#### EXERCISE GOAL:
Rework the passage on Roland Kirk from "It’s all there" down to "is an idea.", putting "slide whistle" in place of "siren whistle".

#### TEXT UNDER STUDY:
---+---

The poll-winning trombonist Steve Turre, who served several stints in Kirk’s bands, assembled a group featuring multi-reedist James Carter for the 2004 Kirk tribute album, The Spirits Up Above (HighNote), and led the all-star band last December at Saint Peter’s Church in New York City that paid tribute to Kirk close to the 30th anniversary of his death. Turre argues that only when people turn away from the visual-and Kirk’s videos are popular items on YouTube-and focus on the aural will they fully grasp Kirk’s achievements. “It’s all about listening,” Turre insists, “though I don’t think kids are taught that today. When I first encountered him, I’d just listen and go with the flow. We used to go up to his hotel room and listen to records in the dark. He was sightless, so he didn’t need the lights. It made me concentrate on the sound. It took me inside Rahsaan’s world and allowed me to experience music as he did.
“Yeah, the unusual aspects of his shows were amazing, but I didn’t let that stop me from hearing the music. His shows were unconventional, but only because he was being himself. It was all about feeling; it wasn’t all mechanical and contrived; it wasn’t different for different’s sake. It wasn’t for an intellectual concept; it was just Rahsaan being Rahsaan.”
It’s all there on the 10-CD box set, Rahsaan: The Complete Mercury Recordings of Roland Kirk. On 1963’s “Variations on a Theme of Hindemith,” Kirk starts on flute, at first warbling conventionally and then overblowing. He moves to manzello (his customized adaptation of the saxello, itself an adaptation of the straight soprano sax) for a long solo spiced by squealing bursts from his siren whistle. He then begins a drone on the tenor sax while soloing on the stritch (Kirk’s customized version of a straight alto sax). Each of these five instruments adds a new surprise to the piece, but behind each surprise is an idea.
Kirk opens and closes 1965’s “Mystical Dream” by playing tenor sax, stritch and oboe as a one-man horn section and gets a warm, choir-like sound that reinforces the sense of reverie. “From Bechet, Byas, and Fats” from the same session features Kirk’s circular breathing as he sustains his tenor-sax solo for a long, unbroken string of bars. But what’s remarkable about the solo is not its length but its constant invention. On 1961’s “You Did It, You Did It,” he sings through his flute, not merely to get a strange sonic effect but to enhance the bluesy underpinnings of the song. “He was way ahead of his time,” claims Turre. “Yes, some people weren’t ready for it, but if he were around today, it would be much more acceptable. I knew him well, and it really hurt his feelings when people would say that playing three horns was just a gimmick. Because he was playing some heavy music on those horns.”

---+---

#### ENTRIES PROVIDED:
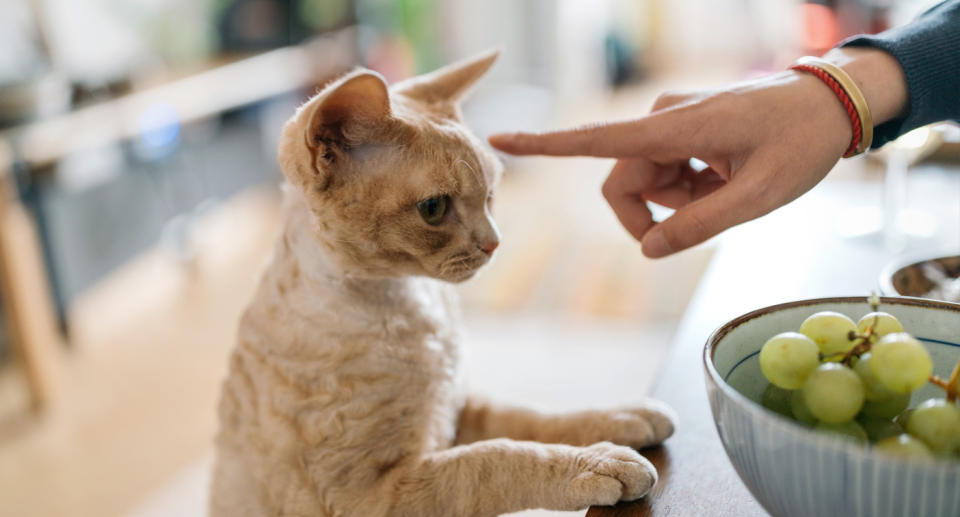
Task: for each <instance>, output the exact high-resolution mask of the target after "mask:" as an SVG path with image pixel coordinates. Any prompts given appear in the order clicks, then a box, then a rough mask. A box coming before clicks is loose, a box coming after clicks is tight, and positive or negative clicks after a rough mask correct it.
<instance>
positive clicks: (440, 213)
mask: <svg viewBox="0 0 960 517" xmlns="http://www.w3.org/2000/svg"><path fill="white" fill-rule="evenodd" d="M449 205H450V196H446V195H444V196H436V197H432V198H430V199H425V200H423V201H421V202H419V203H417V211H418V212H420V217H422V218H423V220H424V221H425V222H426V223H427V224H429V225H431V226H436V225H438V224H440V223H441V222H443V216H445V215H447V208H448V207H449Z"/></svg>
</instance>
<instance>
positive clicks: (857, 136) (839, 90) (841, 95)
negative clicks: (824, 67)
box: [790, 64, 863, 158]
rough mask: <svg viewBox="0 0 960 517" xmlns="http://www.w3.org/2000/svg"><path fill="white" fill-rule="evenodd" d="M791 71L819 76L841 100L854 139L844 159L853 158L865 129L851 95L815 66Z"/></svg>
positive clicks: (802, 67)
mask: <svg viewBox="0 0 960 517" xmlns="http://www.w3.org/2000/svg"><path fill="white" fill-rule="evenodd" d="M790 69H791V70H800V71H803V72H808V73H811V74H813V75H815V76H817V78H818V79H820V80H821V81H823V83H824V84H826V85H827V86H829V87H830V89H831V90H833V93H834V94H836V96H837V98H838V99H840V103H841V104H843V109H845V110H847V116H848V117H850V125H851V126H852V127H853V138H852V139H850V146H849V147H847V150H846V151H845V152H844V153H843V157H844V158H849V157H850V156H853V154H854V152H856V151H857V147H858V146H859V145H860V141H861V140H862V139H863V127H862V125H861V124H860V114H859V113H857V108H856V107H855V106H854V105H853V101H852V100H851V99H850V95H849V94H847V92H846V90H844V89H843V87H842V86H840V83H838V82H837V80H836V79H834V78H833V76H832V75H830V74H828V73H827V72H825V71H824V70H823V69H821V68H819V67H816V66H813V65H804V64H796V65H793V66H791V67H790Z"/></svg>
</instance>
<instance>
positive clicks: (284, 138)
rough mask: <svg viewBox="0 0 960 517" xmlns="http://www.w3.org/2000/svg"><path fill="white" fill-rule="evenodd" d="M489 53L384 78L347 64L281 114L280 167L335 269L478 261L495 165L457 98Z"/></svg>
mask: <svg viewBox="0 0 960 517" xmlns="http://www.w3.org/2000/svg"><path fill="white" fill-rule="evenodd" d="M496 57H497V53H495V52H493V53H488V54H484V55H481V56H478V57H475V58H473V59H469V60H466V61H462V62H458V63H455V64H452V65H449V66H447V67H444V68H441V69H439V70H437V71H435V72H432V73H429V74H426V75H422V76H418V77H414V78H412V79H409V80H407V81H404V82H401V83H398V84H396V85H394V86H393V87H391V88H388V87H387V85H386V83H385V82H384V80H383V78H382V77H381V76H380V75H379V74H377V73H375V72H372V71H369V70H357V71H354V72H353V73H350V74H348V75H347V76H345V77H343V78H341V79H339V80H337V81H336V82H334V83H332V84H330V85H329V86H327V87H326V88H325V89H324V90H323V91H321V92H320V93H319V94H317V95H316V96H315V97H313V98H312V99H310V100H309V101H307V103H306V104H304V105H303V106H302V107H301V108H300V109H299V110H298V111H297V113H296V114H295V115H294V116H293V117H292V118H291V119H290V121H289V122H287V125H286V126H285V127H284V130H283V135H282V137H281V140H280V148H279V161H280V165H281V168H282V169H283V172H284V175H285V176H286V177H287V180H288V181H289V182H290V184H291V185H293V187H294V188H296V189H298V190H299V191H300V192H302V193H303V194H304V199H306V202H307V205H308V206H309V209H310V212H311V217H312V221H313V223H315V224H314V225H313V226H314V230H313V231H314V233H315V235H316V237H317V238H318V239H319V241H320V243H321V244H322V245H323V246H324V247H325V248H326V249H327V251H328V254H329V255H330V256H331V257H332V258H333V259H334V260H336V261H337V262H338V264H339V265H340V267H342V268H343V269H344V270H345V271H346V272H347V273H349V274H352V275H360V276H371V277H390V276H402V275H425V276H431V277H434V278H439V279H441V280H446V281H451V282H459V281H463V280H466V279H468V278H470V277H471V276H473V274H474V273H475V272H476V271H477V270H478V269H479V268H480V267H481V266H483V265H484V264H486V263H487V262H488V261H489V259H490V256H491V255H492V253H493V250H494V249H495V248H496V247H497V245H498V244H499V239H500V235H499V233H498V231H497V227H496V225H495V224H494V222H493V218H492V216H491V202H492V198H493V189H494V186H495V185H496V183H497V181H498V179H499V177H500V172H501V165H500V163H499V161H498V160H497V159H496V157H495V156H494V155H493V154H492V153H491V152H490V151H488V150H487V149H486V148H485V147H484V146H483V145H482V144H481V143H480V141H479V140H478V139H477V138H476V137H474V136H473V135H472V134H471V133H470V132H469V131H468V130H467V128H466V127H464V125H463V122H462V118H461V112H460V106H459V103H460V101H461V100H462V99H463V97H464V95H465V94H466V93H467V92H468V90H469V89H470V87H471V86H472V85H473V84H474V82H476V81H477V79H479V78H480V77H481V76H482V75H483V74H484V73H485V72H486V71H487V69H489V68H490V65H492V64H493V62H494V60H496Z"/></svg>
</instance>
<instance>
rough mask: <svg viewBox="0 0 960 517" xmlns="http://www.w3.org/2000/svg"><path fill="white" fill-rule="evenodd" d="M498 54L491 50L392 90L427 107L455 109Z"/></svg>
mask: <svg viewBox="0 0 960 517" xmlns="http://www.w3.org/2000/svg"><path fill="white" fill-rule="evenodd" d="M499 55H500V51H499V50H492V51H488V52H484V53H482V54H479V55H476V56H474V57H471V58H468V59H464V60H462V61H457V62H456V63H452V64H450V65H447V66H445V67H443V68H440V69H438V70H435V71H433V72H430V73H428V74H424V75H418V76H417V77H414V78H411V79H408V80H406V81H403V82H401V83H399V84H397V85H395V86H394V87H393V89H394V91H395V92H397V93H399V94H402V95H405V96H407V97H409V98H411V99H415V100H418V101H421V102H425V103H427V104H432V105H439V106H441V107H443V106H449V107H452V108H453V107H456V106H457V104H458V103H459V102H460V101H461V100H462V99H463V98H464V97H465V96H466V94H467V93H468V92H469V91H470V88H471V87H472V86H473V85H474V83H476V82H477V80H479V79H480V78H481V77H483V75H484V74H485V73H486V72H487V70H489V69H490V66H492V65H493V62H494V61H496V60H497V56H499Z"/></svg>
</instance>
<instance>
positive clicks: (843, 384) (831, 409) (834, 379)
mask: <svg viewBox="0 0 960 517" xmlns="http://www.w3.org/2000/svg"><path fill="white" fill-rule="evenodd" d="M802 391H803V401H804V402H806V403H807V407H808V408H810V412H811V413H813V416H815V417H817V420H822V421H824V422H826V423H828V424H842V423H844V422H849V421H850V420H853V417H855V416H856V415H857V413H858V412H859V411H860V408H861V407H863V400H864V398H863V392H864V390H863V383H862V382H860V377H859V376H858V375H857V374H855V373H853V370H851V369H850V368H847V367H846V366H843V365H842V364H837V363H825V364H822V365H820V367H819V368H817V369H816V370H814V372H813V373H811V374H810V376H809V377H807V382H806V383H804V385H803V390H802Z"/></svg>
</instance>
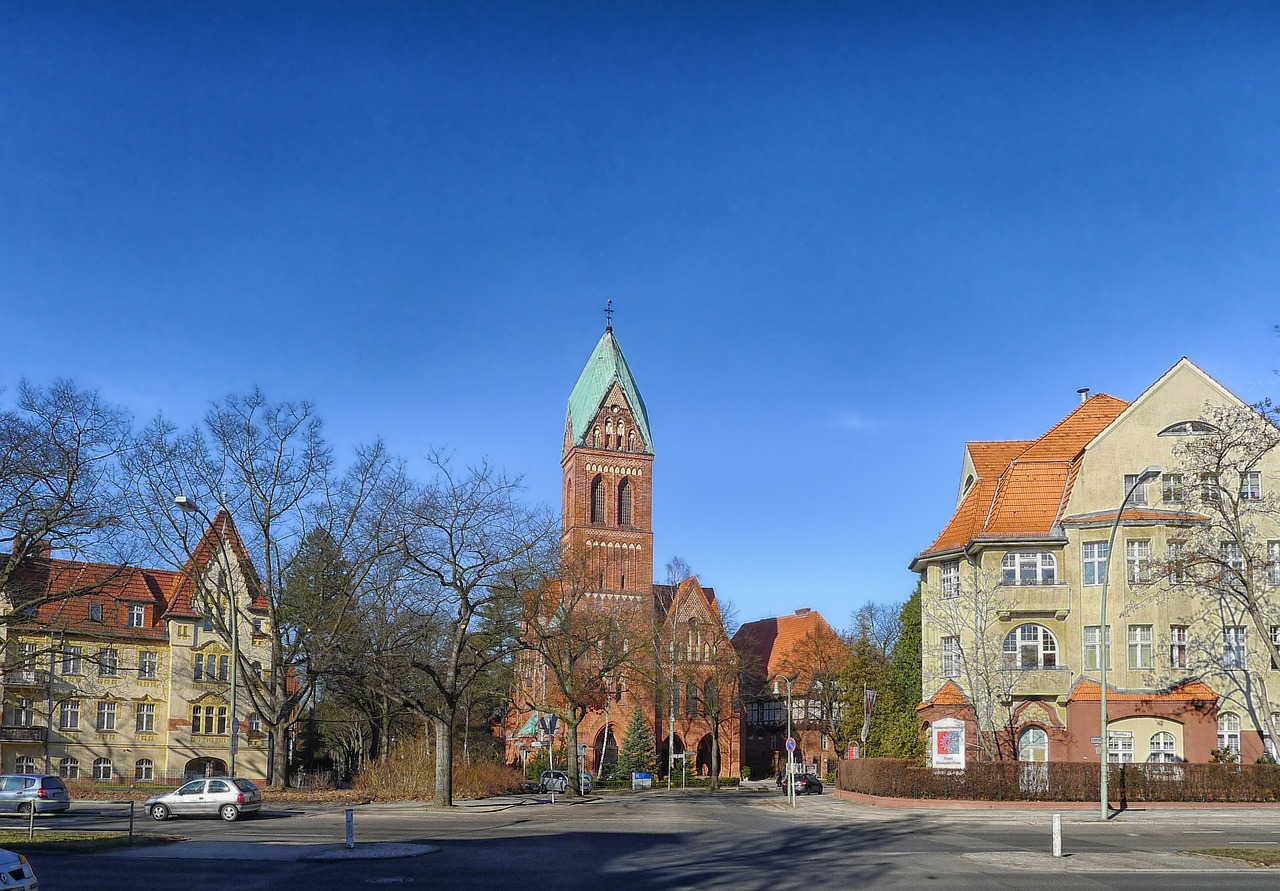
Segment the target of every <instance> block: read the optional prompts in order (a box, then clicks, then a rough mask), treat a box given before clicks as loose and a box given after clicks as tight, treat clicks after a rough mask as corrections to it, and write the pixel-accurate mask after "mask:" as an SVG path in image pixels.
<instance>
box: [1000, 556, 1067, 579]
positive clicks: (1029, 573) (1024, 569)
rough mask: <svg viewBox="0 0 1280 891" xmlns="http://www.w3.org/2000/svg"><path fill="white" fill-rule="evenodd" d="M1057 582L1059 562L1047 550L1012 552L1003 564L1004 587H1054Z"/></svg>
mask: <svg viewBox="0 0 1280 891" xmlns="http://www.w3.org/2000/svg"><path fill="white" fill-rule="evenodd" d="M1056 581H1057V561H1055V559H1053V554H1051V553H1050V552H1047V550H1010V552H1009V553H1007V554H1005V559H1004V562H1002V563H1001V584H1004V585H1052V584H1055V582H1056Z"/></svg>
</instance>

---+---

#### EXERCISE ANSWER:
It’s all there on the 10-CD box set, Rahsaan: The Complete Mercury Recordings of Roland Kirk. On 1963’s “Variations on a Theme of Hindemith,” Kirk starts on flute, at first warbling conventionally and then overblowing. He moves to manzello (his customized adaptation of the saxello, itself an adaptation of the straight soprano sax) for a long solo spiced by squealing bursts from his slide whistle. He then begins a drone on the tenor sax while soloing on the stritch (Kirk’s customized version of a straight alto sax). Each of these five instruments adds a new surprise to the piece, but behind each surprise is an idea.